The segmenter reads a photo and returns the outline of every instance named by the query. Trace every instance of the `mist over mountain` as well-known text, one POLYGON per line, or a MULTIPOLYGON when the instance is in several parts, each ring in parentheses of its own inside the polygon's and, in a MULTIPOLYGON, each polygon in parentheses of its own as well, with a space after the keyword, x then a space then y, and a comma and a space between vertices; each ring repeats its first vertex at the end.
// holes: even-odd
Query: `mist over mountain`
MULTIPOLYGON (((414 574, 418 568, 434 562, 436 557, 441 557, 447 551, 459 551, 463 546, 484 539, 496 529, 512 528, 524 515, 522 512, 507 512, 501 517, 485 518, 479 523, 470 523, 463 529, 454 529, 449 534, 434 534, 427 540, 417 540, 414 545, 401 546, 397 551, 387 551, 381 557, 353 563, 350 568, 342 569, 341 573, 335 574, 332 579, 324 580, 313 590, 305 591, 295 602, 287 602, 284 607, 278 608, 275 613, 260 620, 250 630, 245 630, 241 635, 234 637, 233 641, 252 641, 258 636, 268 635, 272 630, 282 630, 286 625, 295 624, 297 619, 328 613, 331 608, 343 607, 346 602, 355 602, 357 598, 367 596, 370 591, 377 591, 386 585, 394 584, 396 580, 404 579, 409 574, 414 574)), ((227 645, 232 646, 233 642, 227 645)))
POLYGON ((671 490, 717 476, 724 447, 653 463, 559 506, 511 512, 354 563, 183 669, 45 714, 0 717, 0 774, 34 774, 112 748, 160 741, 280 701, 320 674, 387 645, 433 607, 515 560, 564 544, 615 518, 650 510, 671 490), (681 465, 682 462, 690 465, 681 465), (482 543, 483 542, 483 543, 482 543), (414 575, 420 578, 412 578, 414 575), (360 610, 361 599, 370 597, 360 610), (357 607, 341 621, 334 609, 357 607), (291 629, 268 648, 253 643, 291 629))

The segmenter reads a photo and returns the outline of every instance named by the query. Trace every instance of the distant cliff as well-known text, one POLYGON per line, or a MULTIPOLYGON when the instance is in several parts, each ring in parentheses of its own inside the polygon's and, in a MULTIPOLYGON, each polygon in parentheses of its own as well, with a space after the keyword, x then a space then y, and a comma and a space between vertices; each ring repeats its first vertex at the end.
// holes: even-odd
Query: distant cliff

######

**PROBLEM:** The answer must be a word-for-word transcription of every record above.

**WRITTEN ANSWER:**
The segmenter reads a photo and returns the outline of every instance named by the query. Trace every instance of the `mist over mountain` as well-known text, one POLYGON per line, or a MULTIPOLYGON when the instance is in several parts, each ring in parentheses of its own inside the polygon's and, in a MULTIPOLYGON, each polygon in parentheses of its own as well, with a space after the keyword, x then a space then y, and a comma and a space between vertices; each ring repeats its first vertex at the end.
// holes: even-odd
Query: `mist over mountain`
MULTIPOLYGON (((414 574, 418 568, 434 562, 436 557, 441 557, 447 551, 459 551, 463 546, 484 539, 496 529, 512 528, 524 515, 522 512, 507 512, 501 517, 485 518, 479 523, 470 523, 463 529, 454 529, 449 534, 434 534, 427 540, 417 540, 414 545, 401 546, 397 551, 387 551, 381 557, 353 563, 350 568, 342 569, 341 573, 335 574, 332 579, 324 580, 313 590, 305 591, 295 602, 287 602, 284 607, 278 608, 275 613, 260 620, 250 630, 245 630, 241 635, 234 637, 233 641, 252 641, 258 636, 268 635, 272 630, 282 630, 286 625, 295 624, 297 619, 328 613, 331 608, 343 607, 346 602, 355 602, 357 598, 367 596, 370 591, 377 591, 386 585, 394 584, 396 580, 404 579, 409 574, 414 574)), ((227 645, 232 646, 233 642, 227 645)))
POLYGON ((671 490, 717 476, 724 447, 653 463, 559 506, 511 512, 354 563, 183 669, 45 714, 0 717, 0 774, 34 774, 112 748, 160 741, 280 701, 320 674, 387 645, 433 607, 515 560, 564 544, 615 518, 650 510, 671 490), (681 465, 682 462, 690 465, 681 465), (482 543, 483 542, 483 543, 482 543), (414 575, 420 578, 412 578, 414 575), (360 610, 361 599, 370 597, 360 610), (357 607, 341 621, 334 609, 357 607), (291 629, 268 648, 253 643, 291 629))

The segmenter reads a photo and returns the outline of every instance named by the query. Trace every instance of the distant cliff as well-known text, one POLYGON per line, or a MULTIPOLYGON when the instance is in several parts, each ring in parentheses of its own inside the polygon's and, in a MULTIPOLYGON, each polygon in parentheses of its own as well, with a space after the keyword, x then a space then y, and a comma and a space between vertices; each ring repeats its first vertex at the end.
// holes: even-odd
Query: distant cliff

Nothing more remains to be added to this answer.